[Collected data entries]

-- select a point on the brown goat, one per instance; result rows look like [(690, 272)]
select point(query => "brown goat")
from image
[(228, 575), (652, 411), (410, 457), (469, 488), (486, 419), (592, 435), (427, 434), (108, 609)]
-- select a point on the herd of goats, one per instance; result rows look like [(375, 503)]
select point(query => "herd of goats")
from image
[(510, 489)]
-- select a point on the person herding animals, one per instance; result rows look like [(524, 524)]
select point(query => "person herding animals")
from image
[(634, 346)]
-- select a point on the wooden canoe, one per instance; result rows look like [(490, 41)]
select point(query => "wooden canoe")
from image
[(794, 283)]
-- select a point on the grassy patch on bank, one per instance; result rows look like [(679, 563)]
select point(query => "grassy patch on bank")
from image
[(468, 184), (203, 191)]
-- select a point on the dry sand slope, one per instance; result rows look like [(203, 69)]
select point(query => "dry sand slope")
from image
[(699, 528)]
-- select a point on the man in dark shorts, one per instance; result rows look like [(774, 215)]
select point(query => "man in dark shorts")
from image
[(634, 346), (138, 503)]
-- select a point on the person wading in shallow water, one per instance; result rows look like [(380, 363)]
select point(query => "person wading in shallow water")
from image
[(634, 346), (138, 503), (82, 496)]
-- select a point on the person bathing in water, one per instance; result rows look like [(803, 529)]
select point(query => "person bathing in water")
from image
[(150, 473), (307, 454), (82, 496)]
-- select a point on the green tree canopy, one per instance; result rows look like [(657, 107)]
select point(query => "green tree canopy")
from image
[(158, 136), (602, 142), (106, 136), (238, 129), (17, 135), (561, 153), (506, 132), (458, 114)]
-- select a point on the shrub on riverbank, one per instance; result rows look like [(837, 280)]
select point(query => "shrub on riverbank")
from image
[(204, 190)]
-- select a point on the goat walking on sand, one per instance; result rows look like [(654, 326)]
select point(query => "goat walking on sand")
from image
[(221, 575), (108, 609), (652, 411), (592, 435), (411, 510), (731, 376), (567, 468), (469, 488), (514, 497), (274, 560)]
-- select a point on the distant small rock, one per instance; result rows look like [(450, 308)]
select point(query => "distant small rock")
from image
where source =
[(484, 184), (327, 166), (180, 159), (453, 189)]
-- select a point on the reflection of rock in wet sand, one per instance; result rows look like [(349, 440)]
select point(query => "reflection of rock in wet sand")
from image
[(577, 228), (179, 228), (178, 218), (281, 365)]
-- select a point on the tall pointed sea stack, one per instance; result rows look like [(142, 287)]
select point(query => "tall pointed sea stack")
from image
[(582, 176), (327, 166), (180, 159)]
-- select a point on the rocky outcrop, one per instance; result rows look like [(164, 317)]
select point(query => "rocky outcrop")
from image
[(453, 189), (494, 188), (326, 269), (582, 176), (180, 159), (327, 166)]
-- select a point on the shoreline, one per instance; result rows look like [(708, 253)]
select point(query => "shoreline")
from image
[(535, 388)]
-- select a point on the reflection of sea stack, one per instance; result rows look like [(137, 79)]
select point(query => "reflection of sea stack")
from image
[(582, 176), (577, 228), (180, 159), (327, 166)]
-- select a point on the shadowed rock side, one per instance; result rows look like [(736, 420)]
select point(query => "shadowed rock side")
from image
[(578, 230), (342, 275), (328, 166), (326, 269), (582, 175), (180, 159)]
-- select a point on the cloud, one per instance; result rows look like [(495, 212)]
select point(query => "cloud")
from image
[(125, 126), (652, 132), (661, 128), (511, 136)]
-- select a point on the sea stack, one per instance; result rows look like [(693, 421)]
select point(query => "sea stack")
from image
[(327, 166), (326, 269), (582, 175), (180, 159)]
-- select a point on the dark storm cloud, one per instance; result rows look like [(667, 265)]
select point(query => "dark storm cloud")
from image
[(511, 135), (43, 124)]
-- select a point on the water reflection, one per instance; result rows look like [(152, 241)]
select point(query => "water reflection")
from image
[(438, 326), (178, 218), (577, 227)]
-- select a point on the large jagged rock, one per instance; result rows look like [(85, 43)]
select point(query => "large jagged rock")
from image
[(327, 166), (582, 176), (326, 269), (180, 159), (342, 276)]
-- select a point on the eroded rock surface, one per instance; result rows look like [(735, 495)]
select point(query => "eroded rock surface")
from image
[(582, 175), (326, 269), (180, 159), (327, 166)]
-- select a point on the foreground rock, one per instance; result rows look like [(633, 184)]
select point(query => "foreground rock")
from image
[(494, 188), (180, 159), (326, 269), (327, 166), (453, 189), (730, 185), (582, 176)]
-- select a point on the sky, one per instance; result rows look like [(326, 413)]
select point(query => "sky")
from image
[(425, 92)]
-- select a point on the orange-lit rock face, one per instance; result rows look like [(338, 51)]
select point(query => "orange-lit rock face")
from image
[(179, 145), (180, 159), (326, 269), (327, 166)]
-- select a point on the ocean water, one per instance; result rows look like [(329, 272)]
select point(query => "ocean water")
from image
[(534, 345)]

(Work order)
With no alteration of any kind, give the data again in full.

(Response below)
-- select a point on the brown goat, one per instance; result rows look like [(690, 272)]
select point(query => "brown goat")
from image
[(228, 575), (652, 411), (410, 457), (469, 488), (486, 419), (592, 435), (427, 434), (108, 609)]
-- select a point on the herd of goats, one per instance; result rows look like [(375, 503)]
select point(query => "herd of goats")
from image
[(510, 489)]
-- select a point on the person herding animals, one per instance; result rows look like [(524, 524)]
select point(query => "person herding animals")
from image
[(634, 346)]
-- select a point on the wooden canoe, one per instance; result rows look like [(490, 41)]
select point(query => "wooden canoe")
from image
[(794, 283)]
-- select a point on the grassy patch on bank, one per instance; result rows look like [(679, 563)]
select point(query => "grassy patch on bank")
from image
[(468, 184), (203, 191)]
-- select a point on the dry sand slope, one per instance; result rows look like [(203, 69)]
select point(query => "dry sand slope")
from image
[(699, 528)]
-- select a point on the man in dark shorts, one per instance; result rows look like [(774, 215)]
select point(query => "man in dark shorts")
from image
[(634, 346), (138, 503)]
-- select a point on the person wading in shallow water, one per instance; result rows look like [(380, 363)]
select point(query => "person wading in shallow water")
from image
[(634, 346), (138, 503), (82, 496)]
-- select a point on the person bathing in water, one per instance; result rows look like [(803, 529)]
select point(query => "person bathing in water")
from image
[(150, 473), (307, 454), (82, 496)]
-- select a point on the green tree canopy, one per instance; result rows look like [(657, 107)]
select point(query => "green tree canopy")
from image
[(158, 136), (602, 142), (106, 136), (238, 129), (17, 135), (561, 153), (506, 132), (458, 114)]
-- select a point on the shrub on riverbank, one per instance; result rows look like [(837, 280)]
select point(query => "shrub on riverbank")
from image
[(204, 190)]
-- select a point on the goat walking on sand, one per instance; result rows look like [(654, 326)]
select point(query => "goat walking on sand")
from image
[(221, 575), (108, 609), (652, 411), (592, 435), (411, 510), (731, 376), (567, 468), (469, 488), (514, 497), (274, 560)]
-- select a point on the distant small rock, one per instance; result rows look like [(450, 308)]
select point(query => "distant small rock")
from image
where source =
[(484, 184), (327, 166), (180, 159), (453, 189)]
-- select a point on the reflection of rock in wet sand, one per instance; result rows look like [(349, 440)]
select point(query => "reflection of rock in wet sand")
from image
[(577, 228), (179, 228), (178, 218), (281, 365)]
-- select a point on the tall pointed sea stack, one per instance; result rows look like [(142, 287)]
select point(query => "tall pointed sea stack")
from image
[(582, 176), (327, 166), (180, 159)]
-- select a point on the rocky outcrop, one per instance; result rows look like [(164, 317)]
select point(query => "rocky outcrop")
from image
[(453, 189), (494, 188), (326, 269), (582, 176), (180, 159), (327, 166)]
-- select a point on the shoreline, one per instance; result rows look like [(708, 253)]
select point(query => "shoreline")
from image
[(535, 388)]
-- select a point on the reflection of sea stack, one per instance; result rows look like [(137, 79)]
select point(query => "reflection of sea stack")
from image
[(582, 176), (577, 228), (180, 159), (327, 166)]
-- select a point on the shadowed rock side, one per instance; result rows look like [(736, 420)]
select point(query => "shadowed rock side")
from image
[(578, 230), (342, 275), (328, 166), (326, 269), (582, 175), (180, 159)]
-- select a point on the cloud, one per instance; result rows look like [(495, 212)]
select point(query => "cloud")
from image
[(125, 126), (652, 132), (661, 128), (511, 136)]
-- select a point on the sea stack, one per instance; result rows look like [(693, 421)]
select point(query => "sea stack")
from image
[(327, 166), (326, 269), (582, 175), (180, 159)]
-- select a point on the dark storm cloud, one per instance; result rows look like [(667, 265)]
select point(query => "dark storm cloud")
from image
[(511, 135), (43, 124)]
-- select a point on the water reflection, one per instance; result rows look like [(152, 241)]
select point(query => "water reflection")
from image
[(438, 326), (178, 218), (577, 227)]
-- select a point on the large jagged rock, one per instance; result rows look like [(85, 43)]
select point(query => "large jagged rock")
from image
[(327, 166), (582, 176), (326, 269), (180, 159), (342, 276)]
-- select a point on the eroded rock surface, one per instance; result rows look like [(735, 495)]
select point(query => "eroded rock surface")
from image
[(582, 175), (326, 269), (180, 159), (327, 166)]
-- select a point on the foreground rock, one per instance; result rows look like [(633, 184)]
select point(query => "foreground rock")
from image
[(494, 188), (180, 159), (326, 269), (327, 166), (453, 189), (730, 185), (582, 176)]
-- select a point on the sky, one per instance; result rows look like [(326, 413)]
select point(query => "sky")
from image
[(425, 92)]
-- select a point on the orange-lit rock face, one per instance; result rows look like [(338, 51)]
select point(query => "orange-lit rock face")
from image
[(179, 145), (180, 159), (326, 269), (327, 166)]
-- select a point on the ocean water, one per instance; result rows look like [(329, 272)]
select point(query => "ocean water")
from image
[(534, 345)]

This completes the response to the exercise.